-- WHAT YOU WILL DO --
Copy out again, unchanged, the listing below from the line that has "Target: worn canvas" through the line that has "head, that would be wonderful.".

▬▬▬

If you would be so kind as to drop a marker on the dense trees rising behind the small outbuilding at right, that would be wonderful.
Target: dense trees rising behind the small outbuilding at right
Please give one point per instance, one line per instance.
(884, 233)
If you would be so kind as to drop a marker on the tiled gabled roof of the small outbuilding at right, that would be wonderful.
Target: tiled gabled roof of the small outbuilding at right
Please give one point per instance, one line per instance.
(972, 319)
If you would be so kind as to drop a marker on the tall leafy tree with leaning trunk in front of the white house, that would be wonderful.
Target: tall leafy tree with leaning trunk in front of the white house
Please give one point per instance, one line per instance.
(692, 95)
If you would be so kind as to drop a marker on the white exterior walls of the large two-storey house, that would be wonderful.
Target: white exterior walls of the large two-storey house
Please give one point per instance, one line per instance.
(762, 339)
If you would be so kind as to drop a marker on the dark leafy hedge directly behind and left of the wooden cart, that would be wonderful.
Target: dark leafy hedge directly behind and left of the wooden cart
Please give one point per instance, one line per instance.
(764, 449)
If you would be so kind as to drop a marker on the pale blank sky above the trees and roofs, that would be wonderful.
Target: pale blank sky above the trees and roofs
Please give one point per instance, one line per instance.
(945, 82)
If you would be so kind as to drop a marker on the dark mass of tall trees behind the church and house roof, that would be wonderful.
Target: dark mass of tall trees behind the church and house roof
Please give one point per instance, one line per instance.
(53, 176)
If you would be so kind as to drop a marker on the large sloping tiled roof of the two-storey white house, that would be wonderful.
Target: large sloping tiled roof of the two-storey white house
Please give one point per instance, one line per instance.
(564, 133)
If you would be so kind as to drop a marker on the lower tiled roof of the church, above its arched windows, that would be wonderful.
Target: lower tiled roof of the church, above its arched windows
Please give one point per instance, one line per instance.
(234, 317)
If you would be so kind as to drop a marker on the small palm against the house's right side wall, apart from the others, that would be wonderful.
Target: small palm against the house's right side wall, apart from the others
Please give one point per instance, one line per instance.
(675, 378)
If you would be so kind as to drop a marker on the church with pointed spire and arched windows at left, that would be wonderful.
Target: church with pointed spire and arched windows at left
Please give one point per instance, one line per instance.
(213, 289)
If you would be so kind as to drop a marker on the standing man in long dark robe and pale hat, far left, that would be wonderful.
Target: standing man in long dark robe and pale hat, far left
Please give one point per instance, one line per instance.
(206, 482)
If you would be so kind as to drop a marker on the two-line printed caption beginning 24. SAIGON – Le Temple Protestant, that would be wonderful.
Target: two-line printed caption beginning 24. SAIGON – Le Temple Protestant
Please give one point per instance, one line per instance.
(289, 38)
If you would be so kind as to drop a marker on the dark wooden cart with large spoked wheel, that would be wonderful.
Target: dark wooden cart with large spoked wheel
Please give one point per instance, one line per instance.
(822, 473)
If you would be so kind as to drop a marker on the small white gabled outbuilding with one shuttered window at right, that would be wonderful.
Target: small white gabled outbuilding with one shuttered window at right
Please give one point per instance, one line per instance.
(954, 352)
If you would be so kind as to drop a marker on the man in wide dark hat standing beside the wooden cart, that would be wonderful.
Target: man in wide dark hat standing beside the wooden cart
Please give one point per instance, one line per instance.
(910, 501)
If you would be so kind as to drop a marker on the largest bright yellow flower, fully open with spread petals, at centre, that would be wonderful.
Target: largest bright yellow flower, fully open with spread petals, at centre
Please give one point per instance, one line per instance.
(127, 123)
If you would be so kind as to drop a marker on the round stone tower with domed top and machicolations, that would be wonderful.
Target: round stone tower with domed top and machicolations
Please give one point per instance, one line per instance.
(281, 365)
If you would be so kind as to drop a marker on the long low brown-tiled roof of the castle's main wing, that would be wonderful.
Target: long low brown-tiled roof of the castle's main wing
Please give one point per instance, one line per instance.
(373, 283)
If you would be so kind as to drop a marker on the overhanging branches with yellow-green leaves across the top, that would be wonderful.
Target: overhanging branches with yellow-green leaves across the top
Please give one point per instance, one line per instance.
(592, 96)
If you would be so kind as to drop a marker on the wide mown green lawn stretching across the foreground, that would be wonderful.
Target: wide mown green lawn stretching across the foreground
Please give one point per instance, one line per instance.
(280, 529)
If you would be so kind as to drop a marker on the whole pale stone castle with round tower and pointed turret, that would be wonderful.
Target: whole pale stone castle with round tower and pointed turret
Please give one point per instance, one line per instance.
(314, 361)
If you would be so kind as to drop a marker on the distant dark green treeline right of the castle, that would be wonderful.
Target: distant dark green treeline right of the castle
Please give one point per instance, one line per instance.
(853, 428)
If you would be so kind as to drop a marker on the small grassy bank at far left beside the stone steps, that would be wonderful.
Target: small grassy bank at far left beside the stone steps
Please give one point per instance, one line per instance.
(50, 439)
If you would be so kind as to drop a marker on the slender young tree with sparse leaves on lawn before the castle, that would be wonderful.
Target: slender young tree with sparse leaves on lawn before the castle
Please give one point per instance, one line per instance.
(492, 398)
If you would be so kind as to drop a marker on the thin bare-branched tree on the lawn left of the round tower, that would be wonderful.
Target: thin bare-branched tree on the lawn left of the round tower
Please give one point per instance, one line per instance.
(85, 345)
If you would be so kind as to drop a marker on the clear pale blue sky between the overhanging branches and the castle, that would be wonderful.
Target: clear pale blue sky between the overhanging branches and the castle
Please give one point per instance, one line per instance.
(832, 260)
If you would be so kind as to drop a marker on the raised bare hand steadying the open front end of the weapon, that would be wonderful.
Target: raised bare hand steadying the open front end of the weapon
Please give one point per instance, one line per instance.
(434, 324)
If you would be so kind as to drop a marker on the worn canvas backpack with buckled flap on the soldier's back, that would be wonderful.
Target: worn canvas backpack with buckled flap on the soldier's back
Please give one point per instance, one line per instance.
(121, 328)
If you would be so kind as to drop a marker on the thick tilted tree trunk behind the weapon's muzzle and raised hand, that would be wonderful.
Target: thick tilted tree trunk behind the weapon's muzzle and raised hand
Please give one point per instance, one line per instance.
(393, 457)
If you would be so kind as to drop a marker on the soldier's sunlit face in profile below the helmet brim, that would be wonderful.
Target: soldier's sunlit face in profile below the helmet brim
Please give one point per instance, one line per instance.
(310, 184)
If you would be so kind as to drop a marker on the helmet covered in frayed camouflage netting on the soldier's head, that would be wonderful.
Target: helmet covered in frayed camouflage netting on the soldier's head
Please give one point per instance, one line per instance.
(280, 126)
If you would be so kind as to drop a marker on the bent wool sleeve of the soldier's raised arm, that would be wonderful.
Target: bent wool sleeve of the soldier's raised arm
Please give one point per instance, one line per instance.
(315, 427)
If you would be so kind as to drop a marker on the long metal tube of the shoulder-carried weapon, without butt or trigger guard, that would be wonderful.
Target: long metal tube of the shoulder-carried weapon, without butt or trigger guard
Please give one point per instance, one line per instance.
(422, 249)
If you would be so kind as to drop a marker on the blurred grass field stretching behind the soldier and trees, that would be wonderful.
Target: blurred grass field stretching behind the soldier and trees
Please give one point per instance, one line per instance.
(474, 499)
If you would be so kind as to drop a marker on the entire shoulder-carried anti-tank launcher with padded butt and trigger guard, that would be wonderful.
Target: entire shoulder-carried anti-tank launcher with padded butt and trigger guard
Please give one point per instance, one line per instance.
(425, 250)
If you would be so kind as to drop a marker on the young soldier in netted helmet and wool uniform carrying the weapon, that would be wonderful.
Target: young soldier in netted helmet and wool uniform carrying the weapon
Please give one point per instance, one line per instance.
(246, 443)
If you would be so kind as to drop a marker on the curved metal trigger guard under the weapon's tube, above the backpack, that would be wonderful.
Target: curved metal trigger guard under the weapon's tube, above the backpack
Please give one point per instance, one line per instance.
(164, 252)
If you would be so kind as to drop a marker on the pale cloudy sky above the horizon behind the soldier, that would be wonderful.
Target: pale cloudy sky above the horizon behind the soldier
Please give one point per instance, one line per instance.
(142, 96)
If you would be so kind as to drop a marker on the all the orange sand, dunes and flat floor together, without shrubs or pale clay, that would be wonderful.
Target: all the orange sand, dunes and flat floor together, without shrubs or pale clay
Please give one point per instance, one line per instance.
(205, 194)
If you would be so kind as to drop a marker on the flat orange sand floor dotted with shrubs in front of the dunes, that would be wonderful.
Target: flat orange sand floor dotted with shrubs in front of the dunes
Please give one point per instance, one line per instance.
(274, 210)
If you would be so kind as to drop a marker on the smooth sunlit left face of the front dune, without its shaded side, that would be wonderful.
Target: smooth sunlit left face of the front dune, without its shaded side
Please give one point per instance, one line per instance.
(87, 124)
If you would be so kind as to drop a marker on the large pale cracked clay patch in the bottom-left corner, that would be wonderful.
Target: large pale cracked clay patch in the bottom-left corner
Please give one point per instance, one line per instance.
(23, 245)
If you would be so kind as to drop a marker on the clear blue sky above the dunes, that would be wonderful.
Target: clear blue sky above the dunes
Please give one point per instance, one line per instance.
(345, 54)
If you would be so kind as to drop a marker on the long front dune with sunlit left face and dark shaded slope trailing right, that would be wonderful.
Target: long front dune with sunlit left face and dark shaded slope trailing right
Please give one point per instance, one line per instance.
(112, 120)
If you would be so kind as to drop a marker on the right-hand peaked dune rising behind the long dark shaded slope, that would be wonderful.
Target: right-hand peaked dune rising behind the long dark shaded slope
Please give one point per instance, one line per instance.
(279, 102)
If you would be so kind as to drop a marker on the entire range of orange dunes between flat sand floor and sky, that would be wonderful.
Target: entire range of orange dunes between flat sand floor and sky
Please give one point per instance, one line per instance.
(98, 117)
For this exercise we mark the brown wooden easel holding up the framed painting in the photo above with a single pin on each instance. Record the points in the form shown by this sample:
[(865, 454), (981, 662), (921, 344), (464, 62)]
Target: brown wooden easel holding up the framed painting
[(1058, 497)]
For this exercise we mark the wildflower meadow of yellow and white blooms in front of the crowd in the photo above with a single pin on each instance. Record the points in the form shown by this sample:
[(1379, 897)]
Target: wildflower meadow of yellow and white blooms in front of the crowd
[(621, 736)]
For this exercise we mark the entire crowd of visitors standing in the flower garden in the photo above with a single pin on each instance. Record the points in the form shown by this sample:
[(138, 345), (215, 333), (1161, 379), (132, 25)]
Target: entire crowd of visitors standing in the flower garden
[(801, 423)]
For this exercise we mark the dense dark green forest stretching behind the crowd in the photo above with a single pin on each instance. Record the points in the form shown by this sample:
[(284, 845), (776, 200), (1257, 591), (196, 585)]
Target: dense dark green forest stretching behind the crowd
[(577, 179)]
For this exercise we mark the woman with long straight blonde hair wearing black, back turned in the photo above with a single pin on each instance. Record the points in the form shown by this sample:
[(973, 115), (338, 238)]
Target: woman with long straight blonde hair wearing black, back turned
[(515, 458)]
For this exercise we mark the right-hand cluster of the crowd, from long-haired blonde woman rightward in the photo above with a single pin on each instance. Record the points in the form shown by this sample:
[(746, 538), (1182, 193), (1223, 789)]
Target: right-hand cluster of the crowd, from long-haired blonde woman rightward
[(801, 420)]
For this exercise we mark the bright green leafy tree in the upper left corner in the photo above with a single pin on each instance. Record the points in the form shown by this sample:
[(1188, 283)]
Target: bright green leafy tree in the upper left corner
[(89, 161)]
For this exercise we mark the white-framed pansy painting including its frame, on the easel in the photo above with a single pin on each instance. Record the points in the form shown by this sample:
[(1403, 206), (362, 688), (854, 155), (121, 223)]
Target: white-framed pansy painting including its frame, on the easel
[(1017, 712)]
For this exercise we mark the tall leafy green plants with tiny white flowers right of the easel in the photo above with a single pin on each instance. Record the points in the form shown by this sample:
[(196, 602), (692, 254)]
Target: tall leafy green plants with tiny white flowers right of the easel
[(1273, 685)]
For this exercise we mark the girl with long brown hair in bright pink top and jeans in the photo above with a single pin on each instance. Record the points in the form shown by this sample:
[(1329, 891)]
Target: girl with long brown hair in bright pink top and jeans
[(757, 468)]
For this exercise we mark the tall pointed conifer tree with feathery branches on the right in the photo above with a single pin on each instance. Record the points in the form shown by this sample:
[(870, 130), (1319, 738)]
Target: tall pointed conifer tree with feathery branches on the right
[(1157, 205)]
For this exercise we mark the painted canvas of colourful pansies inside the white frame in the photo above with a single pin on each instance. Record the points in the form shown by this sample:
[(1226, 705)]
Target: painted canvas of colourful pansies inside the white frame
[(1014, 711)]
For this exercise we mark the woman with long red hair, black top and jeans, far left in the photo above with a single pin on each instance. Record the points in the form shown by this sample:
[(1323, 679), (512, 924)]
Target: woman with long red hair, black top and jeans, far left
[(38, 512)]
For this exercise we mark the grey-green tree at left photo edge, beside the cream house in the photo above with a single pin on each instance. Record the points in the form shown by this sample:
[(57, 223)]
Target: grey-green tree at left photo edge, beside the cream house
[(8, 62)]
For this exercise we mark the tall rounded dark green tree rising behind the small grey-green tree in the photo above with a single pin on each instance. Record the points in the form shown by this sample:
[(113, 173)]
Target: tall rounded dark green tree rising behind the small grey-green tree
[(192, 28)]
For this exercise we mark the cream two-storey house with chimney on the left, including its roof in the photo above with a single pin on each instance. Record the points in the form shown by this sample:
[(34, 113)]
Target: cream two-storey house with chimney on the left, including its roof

▬▬▬

-- TASK ANSWER --
Target: worn canvas backpack with buckled flap on the soldier's back
Please give one point per instance, one line per instance.
(121, 328)
If you would be so kind as to drop a marker on the thick tilted tree trunk behind the weapon's muzzle and raised hand, that would be wonderful.
Target: thick tilted tree trunk behind the weapon's muzzle and raised hand
Please give one point per instance, one line per instance.
(393, 457)
If you would be so kind as to drop a marker on the soldier's sunlit face in profile below the helmet brim, that would be wonderful.
Target: soldier's sunlit face in profile below the helmet brim
Please give one point per instance, one line per instance.
(310, 184)
If you would be so kind as to drop a marker on the helmet covered in frayed camouflage netting on the soldier's head, that would be wonderful.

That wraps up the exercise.